Page text:
■ ■ ■ ■ ■ ■ ■
The above process is crucial, as it not only serves as counterfactual reasoning but also acts as the final fusion process. After completing all these steps, the model acquires the top-level features of the target vehicle in the environment, which can then be passed to the decoder to output the prediction results.

Multimodal trajectory decoding

After the previous historical trajectory and road node coding, feature fusion and cognitive strategy module based on counterfactual inference, the final hidden feature vector is obtained and its individual target vehicle historical trajectory coding is spliced and mapped into the global context vector \({V}_{C}\) required for decoding. the hidden vector in the model graph is a Gaussian distributed random variable \({Z}_{k}\), the fusion coding \({\varepsilon }_{tar}\) is connected with the context vector \({V}_{C}\), so that the decoder can generate different motion contours. so that the decoder can generate different motion profiles. When designing the decoder network structure, only multimodal trajectories on future time steps are output using MLP in order to balance lightweight and efficiency.

$$T{\text{raj}}_{t}^{K} = \sigma \left( {MLP\left( {\left[ {\varepsilon_{tar} ,V_{C} ,Z_{k} } \right]} \right)} \right)$$
(13)

The MLP consists of 2 linear layers stacked with hidden cell sizes 128 and 64 and an output dimension of 24. Candidate targets after node refinement are sampled to increase coverage of potential future locations using counterfactual inference techniques. The output is represented as \({\text{Traj}}\in {\mathbb{R}}^{B\times N\times 24}\), where B is the batch size, N is the number of samples, and 24 is the global coordinates predicted 6 s into the future at a frequency of 2 Hz. A large number of samples will have similar trajectories, and a K-mean algorithm is used to cluster the sampled trajectories to obtain a set of K representative predictions. The final output is represented as \(T\in {\mathbb{R}}^{B\times K\times 12\times 2}\), and the number of sets K can be adjusted by the specific needs of the trajectory decoder.

Loss functions

The output of the model consists of K trajectories. The loss function consists of a classification loss function and a regression loss, both of which are summed by weight.

$$Loss_{total} = \alpha Loss_{cls} + \beta Loss_{reg}$$
(14)

In order to assign nodes to the target vehicle in a more rational way, the lane node that is closest to the vehicle and within the yaw angle threshold is assigned to the target vehicle. Therefore, the predicted trajectory of the target vehicle determines which edges are visited by the vehicle. Using the labelled values of all edges visited by the real trajectories, the cross-entropy loss is chosen as the loss function of the candidate policy, given by the following Eq. (15). In addition, the trajectory with the smallest average displacement error from the true trajectory among the K trajectories is used as the regression loss \(Los{s}_{reg}\) to ensure the diversity of trajectories. Huber loss is used to reduce the effect of outliers, which combines squared loss with absolute value loss. The formula is expressed as:

$$L_{cls} = - \frac{1}{N}\sum\limits_{(m,n)}^{E} {\left[ {y_{i} \log \left( {\hat{y}_{i} } \right) + \left( {1 - y} \right)\log \left( {1 - \hat{y}_{i} } \right)} \right]}$$
(15)
■ ■ ■ ■ ■ ■ ■
(Box-labeled dataset extracts)
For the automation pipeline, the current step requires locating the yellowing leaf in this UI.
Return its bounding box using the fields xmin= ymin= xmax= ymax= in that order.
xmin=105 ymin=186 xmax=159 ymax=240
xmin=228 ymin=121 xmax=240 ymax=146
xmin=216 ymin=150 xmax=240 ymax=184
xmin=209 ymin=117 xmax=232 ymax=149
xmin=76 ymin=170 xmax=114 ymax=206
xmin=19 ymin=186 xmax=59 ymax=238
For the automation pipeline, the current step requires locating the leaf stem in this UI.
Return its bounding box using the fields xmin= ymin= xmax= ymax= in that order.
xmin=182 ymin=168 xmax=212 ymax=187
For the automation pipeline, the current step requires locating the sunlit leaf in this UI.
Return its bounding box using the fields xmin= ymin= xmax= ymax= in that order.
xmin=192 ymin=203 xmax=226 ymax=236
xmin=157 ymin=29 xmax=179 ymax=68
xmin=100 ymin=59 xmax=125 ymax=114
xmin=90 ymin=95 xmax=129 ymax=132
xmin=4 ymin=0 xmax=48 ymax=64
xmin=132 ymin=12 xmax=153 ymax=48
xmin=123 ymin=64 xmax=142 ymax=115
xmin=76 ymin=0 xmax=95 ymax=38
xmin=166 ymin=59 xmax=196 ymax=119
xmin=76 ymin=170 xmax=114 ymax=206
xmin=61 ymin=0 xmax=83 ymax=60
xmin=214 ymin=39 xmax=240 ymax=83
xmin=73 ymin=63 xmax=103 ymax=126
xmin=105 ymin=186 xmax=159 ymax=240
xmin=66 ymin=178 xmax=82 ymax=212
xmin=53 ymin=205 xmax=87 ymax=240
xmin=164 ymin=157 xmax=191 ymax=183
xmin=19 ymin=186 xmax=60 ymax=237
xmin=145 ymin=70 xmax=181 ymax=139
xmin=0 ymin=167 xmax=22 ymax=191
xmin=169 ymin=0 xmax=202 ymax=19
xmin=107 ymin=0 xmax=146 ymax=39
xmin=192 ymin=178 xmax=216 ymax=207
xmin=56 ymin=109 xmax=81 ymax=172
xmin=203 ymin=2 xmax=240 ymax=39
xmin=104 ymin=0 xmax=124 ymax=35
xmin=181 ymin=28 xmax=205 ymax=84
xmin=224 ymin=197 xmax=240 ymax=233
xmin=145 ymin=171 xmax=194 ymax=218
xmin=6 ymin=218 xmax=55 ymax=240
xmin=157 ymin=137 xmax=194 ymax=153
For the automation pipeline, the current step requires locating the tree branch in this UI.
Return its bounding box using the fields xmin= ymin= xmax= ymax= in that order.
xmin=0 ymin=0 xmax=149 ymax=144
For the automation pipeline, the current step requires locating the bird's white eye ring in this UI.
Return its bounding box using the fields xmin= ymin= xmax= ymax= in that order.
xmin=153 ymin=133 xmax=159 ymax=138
■ ■ ■ ■ ■ ■ ■
Tasks for this exercise:
1. Answer these from the trajectory prediction text:
(a) What hidden sizes do the two linear layers of the MLP have?
(b) How far into the future, and at what frequency, are the global coordinates predicted?
(c) Which loss is used to reduce the effect of outliers?
2. Please copy the trajectory prediction text word for word, starting at "After the previous" and ending at "lightweight and efficiency.".

Results by task:
1.
(a) 128 and 64.
(b) 6 s into the future, at 2 Hz.
(c) Huber loss.

2.
After the previous historical trajectory and road node coding, feature fusion and cognitive strategy module based on counterfactual inference, the final hidden feature vector is obtained and its individual target vehicle historical trajectory coding is spliced and mapped into the global context vector \({V}_{C}\) required for decoding. the hidden vector in the model graph is a Gaussian distributed random variable \({Z}_{k}\), the fusion coding \({\varepsilon }_{tar}\) is connected with the context vector \({V}_{C}\), so that the decoder can generate different motion contours. so that the decoder can generate different motion profiles. When designing the decoder network structure, only multimodal trajectories on future time steps are output using MLP in order to balance lightweight and efficiency.